> _OBJECTIF 1_
Recopiez intégralement l'extrait sur les murs vitrifiés, sans en modifier un seul caractère.
> _OBJECTIF 2_
Transformez en liste numérotée le passage du listing qui s'étend de son début jusqu'à la ligne contenant "[4,4,496,332]", bornes comprises. Omettez les lignes vides ainsi que les images.

> _EXTRAIT CHOISI_

Pierre vitrifiée de Sainte-Suzanne (Mayenne), fouilles 2006.
Au pied des remparts de la cité fortifiée de Sainte-Suzanne dans la Mayenne , le visiteur peut voir distinctement une partie de ce mur au début de la promenade de la Poterne, côté sud.

L'expression « mur vitrifié » désigne des vestiges archéologiques présentant des caractéristiques impliquant une chauffe à très haute température et datant d'une période comprise entre 800 et 200 ans av. J.-C.

Il s'agit le plus souvent de construction composées de blocs de grès ou de granite soudés entre eux par un mortier noirâtre, verdâtre ou rougeâtre, ressemblant à une coulée de lave refroidie. Pour fondre de tels murs de granite, une température comprise entre 1100 et 1300° C est nécessaire et doit être combinée à un procédé de combustion lente.

Des vestiges d'enceintes vitrifiées ont été découverts en France et dans différents pays d'Europe du nord (Écosse, Norvège) et de l'est (Hongrie).

Diverses théories ont été proposées pour expliquer la formation des murs vitrifiés.

Sommaire

[modifier] Historique

Les murs vitrifiés intéressent les chercheurs depuis longtemps. En 1759, un premier mur vitrifié est signalé dans la cave d'une maison de Sainte-Suzanne.

> _DONNÉES EXTRAITES_
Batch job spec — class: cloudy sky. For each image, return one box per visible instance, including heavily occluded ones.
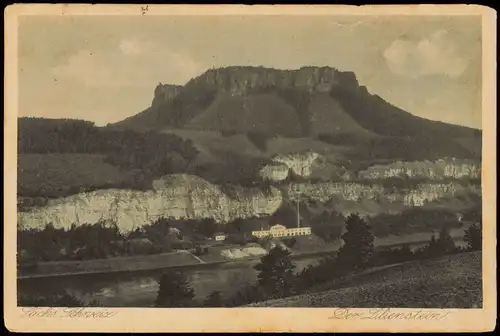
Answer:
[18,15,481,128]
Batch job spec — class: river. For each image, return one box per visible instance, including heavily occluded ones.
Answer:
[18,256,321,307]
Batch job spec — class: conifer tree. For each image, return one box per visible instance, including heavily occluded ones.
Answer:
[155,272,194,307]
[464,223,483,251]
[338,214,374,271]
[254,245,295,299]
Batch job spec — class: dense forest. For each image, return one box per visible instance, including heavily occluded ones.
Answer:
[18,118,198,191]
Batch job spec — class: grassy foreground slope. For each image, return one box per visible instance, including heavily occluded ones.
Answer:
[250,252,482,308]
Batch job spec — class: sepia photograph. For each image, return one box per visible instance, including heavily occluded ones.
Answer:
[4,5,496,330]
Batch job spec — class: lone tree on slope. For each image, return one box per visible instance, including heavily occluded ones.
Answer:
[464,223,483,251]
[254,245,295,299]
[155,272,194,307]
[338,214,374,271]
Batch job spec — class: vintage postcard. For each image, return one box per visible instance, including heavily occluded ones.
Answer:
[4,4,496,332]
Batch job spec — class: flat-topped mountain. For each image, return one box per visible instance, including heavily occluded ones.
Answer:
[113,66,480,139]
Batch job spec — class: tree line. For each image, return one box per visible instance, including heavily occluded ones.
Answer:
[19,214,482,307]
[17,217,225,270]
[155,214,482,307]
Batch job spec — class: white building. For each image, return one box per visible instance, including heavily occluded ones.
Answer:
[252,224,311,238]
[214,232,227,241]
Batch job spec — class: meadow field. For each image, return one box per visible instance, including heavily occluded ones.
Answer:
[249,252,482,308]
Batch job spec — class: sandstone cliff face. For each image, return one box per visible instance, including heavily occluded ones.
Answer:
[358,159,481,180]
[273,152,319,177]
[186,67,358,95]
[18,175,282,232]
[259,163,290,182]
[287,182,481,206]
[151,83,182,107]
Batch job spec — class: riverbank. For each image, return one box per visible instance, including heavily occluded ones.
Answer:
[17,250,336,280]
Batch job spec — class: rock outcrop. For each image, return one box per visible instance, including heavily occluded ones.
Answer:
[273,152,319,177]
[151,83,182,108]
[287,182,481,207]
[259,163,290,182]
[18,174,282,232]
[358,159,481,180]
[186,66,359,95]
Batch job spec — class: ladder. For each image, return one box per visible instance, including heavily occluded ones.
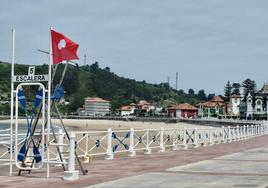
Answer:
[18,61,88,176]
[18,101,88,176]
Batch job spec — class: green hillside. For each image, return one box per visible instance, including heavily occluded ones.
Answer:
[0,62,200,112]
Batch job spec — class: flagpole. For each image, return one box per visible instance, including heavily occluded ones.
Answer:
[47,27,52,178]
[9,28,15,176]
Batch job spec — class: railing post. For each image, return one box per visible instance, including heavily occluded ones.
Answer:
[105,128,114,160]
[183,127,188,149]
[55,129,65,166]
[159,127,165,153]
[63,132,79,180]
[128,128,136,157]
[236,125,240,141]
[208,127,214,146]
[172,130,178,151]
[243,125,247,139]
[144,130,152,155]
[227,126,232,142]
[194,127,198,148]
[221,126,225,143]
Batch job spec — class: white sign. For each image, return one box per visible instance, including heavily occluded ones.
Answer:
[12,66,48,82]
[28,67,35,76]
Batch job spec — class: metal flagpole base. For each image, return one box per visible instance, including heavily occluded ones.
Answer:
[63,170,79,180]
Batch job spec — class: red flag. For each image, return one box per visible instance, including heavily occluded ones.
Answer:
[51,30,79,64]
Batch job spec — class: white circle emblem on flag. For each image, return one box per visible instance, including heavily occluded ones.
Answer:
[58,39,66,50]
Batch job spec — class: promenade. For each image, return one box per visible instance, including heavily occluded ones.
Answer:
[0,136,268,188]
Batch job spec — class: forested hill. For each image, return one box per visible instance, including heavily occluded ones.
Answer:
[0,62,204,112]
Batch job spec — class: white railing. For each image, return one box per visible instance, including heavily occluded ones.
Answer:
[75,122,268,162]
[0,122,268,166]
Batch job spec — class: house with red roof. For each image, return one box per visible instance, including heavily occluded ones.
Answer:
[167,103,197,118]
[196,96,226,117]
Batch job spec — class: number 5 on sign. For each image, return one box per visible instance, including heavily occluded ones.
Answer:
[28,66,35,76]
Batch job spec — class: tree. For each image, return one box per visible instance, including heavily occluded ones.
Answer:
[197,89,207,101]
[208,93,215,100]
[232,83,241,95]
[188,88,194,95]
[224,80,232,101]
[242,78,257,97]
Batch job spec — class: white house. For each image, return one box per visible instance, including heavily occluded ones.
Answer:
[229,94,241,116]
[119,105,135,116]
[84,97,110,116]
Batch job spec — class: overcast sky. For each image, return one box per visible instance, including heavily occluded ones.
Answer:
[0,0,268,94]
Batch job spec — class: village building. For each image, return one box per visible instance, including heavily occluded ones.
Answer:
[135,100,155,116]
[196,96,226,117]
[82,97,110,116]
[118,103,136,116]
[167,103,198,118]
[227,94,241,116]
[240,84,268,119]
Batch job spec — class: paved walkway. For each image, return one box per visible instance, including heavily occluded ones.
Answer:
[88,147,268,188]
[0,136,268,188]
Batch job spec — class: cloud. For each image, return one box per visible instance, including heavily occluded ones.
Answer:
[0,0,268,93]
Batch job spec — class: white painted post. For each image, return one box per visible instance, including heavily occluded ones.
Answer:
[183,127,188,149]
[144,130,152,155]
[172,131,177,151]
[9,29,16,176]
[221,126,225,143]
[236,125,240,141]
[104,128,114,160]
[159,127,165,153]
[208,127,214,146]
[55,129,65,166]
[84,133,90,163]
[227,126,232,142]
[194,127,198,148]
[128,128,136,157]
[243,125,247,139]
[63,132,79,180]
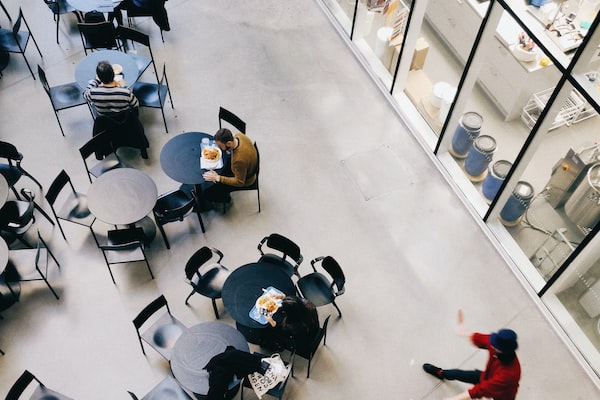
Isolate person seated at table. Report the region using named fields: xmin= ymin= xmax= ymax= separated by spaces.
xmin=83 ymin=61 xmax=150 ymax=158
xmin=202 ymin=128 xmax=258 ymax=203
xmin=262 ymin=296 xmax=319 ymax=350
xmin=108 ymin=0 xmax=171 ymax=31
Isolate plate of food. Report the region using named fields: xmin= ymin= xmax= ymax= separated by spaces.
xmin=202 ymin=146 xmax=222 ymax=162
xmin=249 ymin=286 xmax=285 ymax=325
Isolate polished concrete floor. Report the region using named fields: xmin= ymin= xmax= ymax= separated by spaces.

> _RÉPONSE FINALE 1_
Pierre vitrifiée de Sainte-Suzanne (Mayenne), fouilles 2006.
Au pied des remparts de la cité fortifiée de Sainte-Suzanne dans la Mayenne , le visiteur peut voir distinctement une partie de ce mur au début de la promenade de la Poterne, côté sud.

L'expression « mur vitrifié » désigne des vestiges archéologiques présentant des caractéristiques impliquant une chauffe à très haute température et datant d'une période comprise entre 800 et 200 ans av. J.-C.

Il s'agit le plus souvent de construction composées de blocs de grès ou de granite soudés entre eux par un mortier noirâtre, verdâtre ou rougeâtre, ressemblant à une coulée de lave refroidie. Pour fondre de tels murs de granite, une température comprise entre 1100 et 1300° C est nécessaire et doit être combinée à un procédé de combustion lente.

Des vestiges d'enceintes vitrifiées ont été découverts en France et dans différents pays d'Europe du nord (Écosse, Norvège) et de l'est (Hongrie).

Diverses théories ont été proposées pour expliquer la formation des murs vitrifiés.

Sommaire

[modifier] Historique

Les murs vitrifiés intéressent les chercheurs depuis longtemps. En 1759, un premier mur vitrifié est signalé dans la cave d'une maison de Sainte-Suzanne.

> _RÉPONSE FINALE 2_
1. Batch job spec — class: cloudy sky. For each image, return one box per visible instance, including heavily occluded ones.
2. Answer:
3. [18,15,481,128]
4. Batch job spec — class: river. For each image, return one box per visible instance, including heavily occluded ones.
5. Answer:
6. [18,256,321,307]
7. Batch job spec — class: conifer tree. For each image, return one box per visible instance, including heavily occluded ones.
8. Answer:
9. [155,272,194,307]
10. [464,223,483,251]
11. [338,214,374,271]
12. [254,245,295,299]
13. Batch job spec — class: dense forest. For each image, return one box per visible instance, including heavily occluded ones.
14. Answer:
15. [18,118,198,191]
16. Batch job spec — class: grassy foreground slope. For each image, return one box per visible instance, including heavily occluded ones.
17. Answer:
18. [250,252,482,308]
19. Batch job spec — class: sepia photograph. For each image, return one box per visible instance, including heavily occluded ones.
20. Answer:
21. [4,5,496,330]
22. Batch job spec — class: lone tree on slope. For each image, return one box per visible instance, including heavily occluded ones.
23. Answer:
24. [464,223,483,251]
25. [254,245,295,299]
26. [155,272,194,307]
27. [338,214,374,271]
28. Batch job spec — class: vintage postcard. For each image, return one box per visible instance, including heavily occluded ones.
29. Answer:
30. [4,4,496,332]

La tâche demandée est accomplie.